• [Work required]:
Continue the passage on the DCC algorithm's model evolution from the point after its final sentence.

• [Quoted passage]:
— start —

Status 3: dynamic core \({{n}_{g(g\in [2,{{k}_{i}}])}}\) does not win

According to the memory saturation degree of the dynamic core, judge whether to attenuate the memory saturation degree. If \({{r}_{t}}<{{n}_{g\_m}}<{{s}_{t}}\), decay according to the set number of beats, e.g., \(n_{g\_m}^{\prime }= {{n}_{g\_m}}-\frac{1}{\tau }\text{(}{{n}_{g\_m}}-{{r}_{t}})\) means decay to the reset threshold according to τ beats. The center and coverage of the dynamic core are not adjusted. If \({{n}_{g\_m}}<{{r}_{t}}\), the dynamic core will not change.

4.2 Model evolution algorithm framework

DCC algorithm can realize the evolution of the clustering model from 0, i.e., firstly, the clustering model needs to be obtained according to the model evolution algorithm. The model evolution algorithm determines the initial core \({{n}_{1}}\) through the setting method of the initial core, and then updates the clustering model and the quaternion information of the dynamic core contained in the model according to the evolution mechanism of the dynamic core. Before adding a new sample \({{\mathbf{x}}_{i+1}}\), the model evolution algorithm has obtained the dynamic core set \({{N}_{i}}\). The input of the model evolution algorithm is the new sample \({{\mathbf{x}}_{i+1}}\), and the output is the updated dynamic core set \({{N}_{i+1}}\) and the category label of sample \({{\mathbf{x}}_{i+1}}\). We give the pseudo-code of the model evolution process in the DCC algorithm, as shown in Algorithm 1.

— end —

• [Dataset records]:
— start —

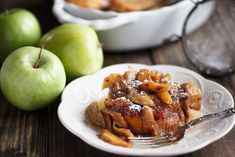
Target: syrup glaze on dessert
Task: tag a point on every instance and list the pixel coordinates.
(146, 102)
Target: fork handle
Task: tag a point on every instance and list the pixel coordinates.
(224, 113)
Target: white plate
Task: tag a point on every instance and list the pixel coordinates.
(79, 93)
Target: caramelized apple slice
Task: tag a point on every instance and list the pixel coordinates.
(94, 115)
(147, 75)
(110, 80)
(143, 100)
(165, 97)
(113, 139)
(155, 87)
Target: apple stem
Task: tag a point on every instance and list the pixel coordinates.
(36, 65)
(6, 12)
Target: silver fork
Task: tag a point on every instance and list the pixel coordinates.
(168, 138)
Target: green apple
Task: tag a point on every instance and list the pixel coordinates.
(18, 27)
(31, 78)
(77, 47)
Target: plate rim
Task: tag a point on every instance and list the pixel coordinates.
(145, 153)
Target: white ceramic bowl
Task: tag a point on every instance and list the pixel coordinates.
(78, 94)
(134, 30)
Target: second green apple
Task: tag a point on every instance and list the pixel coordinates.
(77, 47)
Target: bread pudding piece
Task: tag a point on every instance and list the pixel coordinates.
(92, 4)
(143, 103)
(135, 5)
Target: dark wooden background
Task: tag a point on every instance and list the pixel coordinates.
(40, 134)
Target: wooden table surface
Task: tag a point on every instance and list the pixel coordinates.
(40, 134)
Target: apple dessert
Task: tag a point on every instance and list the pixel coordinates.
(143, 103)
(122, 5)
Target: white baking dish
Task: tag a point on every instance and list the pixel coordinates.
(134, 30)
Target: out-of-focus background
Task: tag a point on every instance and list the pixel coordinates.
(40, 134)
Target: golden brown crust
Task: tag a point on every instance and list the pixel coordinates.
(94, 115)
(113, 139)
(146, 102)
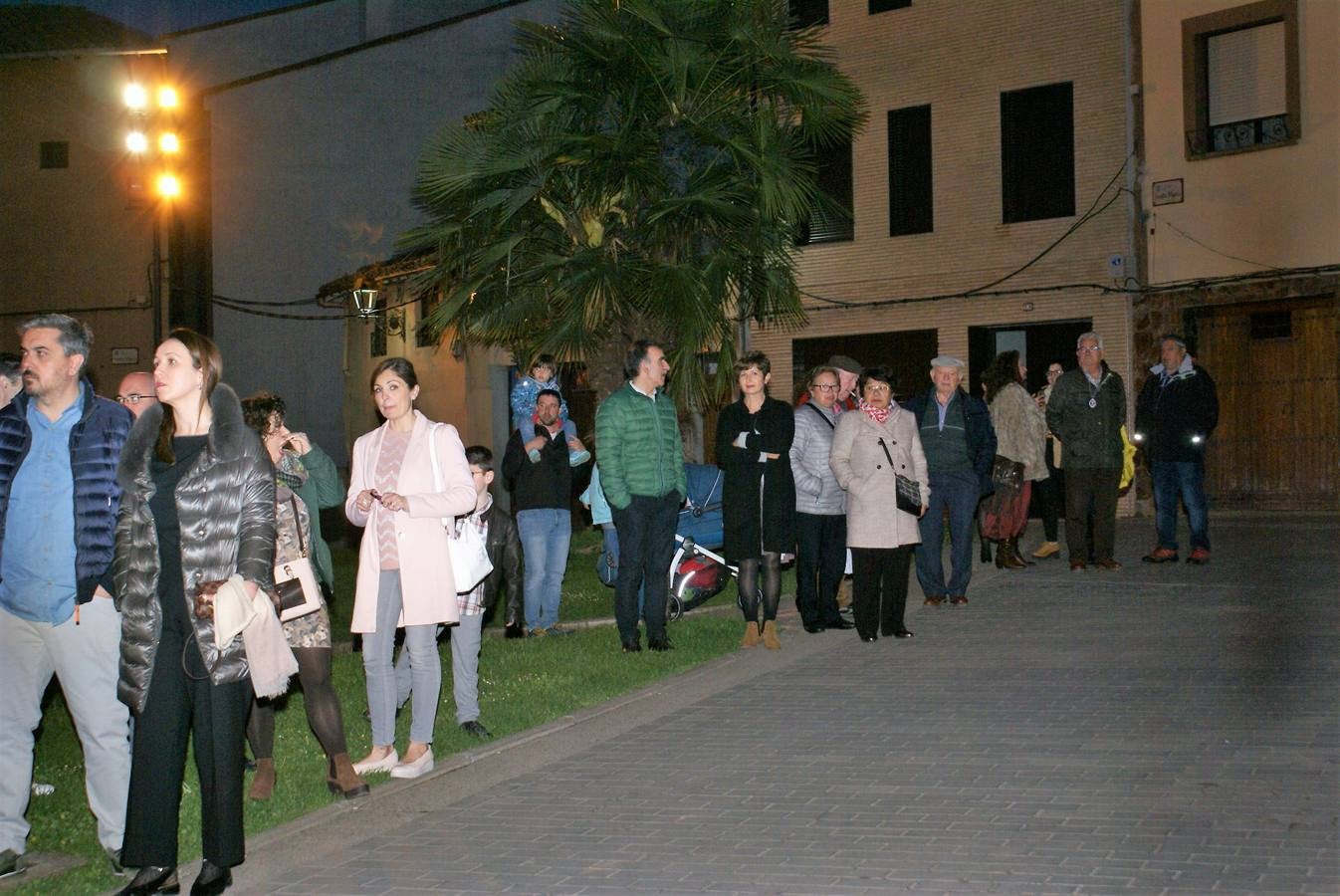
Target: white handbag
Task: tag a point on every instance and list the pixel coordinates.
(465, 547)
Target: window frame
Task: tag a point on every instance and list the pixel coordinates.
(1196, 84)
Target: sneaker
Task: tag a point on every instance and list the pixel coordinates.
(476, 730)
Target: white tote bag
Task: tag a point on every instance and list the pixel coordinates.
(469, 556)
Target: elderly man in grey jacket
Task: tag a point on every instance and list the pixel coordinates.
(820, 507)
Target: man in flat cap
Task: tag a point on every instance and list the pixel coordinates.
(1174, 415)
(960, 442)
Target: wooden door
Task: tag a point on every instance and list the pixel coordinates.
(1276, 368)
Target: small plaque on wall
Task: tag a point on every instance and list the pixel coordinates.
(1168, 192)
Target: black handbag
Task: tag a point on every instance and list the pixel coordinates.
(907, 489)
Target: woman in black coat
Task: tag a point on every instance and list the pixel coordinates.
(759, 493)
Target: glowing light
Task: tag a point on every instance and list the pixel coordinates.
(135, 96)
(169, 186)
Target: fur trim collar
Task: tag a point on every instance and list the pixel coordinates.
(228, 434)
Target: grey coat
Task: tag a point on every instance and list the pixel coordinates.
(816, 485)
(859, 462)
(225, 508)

— end —

• [Written response]:
Algorithm 1
figure a

Model_evolution

4.3 DCC algorithm framework

The clustering model that evolves with the increase of samples can be obtained by the model evolution algorithm. The model only contains the quaternion information of each dynamic core. Based on the model evolution algorithm and using the idea of evolution, the DCC algorithm needs to cluster all the learned samples in space, to obtain the clustering results of samples. The i unlabeled sample sets learned by the DCC algorithm are expressed as \({{C}^{i}}=\{{{\mathbf{x}}_{1}},{{\mathbf{x}}_{2}},\ldots,{{\mathbf{x}}_{i}} \}\), and the clustering result after learning, i.e., the sample set with clustering label, is expressed as \({{D}^{i}}=\{({{\mathbf{x}}_{1}},{{l}_{{{\mathbf{x}}_{1}}}}),({{ \mathbf{x}}_{2}},{{l}_{{{\mathbf{x}}_{2}}}}),\ldots,({{\mathbf{x}}_{i}},{{l}_{{{ \mathbf{x}}_{i}}}})\}\). The input of the DCC algorithm is the new sample \({{\mathbf{x}}_{i+1}}\), and the output is the clustering result \({{D}^{i+1}}\) of the learned \(i+1\) samples. The pseudo-code is shown in Algorithm 2.

Algorithm 2
figure b

DCC

The dynamic core represents all samples within its coverage radius, i.e., the samples within the dynamic core 3σ range should be clustered into the same class as the dynamic core. In order to cluster the samples, for the generated dynamic core set \({{N}_{i+1}}\), we use function \(\operatorname{Link}()\) to label the dynamic core. As shown in Fig. 8(a), during the dynamic adjustment of dynamic core center and coverage area, the center of dynamic core B enters the coverage area of dynamic cores A. Therefore, we mark dynamic cores A and B as the same category. As shown in Fig. 8(b), the centers of dynamic cores A and B do not enter the coverage of other dynamic cores, so the algorithm marks dynamic core A as one class and B as another class. Due to the increase of new samples, the coverage and center of the dynamic core will be dynamically adjusted, and the function \(\operatorname{Link}()\) will mark the dynamic core according to the center and coverage of the updated dynamic core, to cluster the dynamic core into different classes.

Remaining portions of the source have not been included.